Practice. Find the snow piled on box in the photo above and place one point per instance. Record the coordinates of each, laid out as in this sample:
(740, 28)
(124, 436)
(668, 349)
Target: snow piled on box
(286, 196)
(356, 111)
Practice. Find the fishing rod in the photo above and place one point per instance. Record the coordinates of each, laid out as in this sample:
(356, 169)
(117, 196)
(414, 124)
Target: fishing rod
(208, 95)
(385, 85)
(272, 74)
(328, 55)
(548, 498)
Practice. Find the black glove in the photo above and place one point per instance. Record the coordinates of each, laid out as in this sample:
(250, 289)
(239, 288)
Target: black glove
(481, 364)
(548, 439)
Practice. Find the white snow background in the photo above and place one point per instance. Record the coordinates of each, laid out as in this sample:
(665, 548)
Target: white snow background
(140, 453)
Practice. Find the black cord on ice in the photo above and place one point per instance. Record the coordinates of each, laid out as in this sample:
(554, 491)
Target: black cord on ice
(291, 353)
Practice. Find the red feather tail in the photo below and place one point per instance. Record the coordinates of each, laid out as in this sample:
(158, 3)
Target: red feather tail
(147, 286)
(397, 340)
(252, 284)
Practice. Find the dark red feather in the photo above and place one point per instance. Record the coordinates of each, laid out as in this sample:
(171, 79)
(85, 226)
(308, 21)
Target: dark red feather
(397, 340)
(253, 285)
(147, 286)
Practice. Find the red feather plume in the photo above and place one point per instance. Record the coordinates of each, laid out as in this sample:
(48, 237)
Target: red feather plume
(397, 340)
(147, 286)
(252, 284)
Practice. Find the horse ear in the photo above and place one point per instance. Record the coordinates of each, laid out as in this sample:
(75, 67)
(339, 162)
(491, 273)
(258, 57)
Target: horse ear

----------------

Copy out all lines above holding "horse".

#### [REPLY TO THE TASK]
Practice. Find the horse ear in the photo above and place one point per instance. Record the coordinates of each, laid out as in this sample:
Target: horse ear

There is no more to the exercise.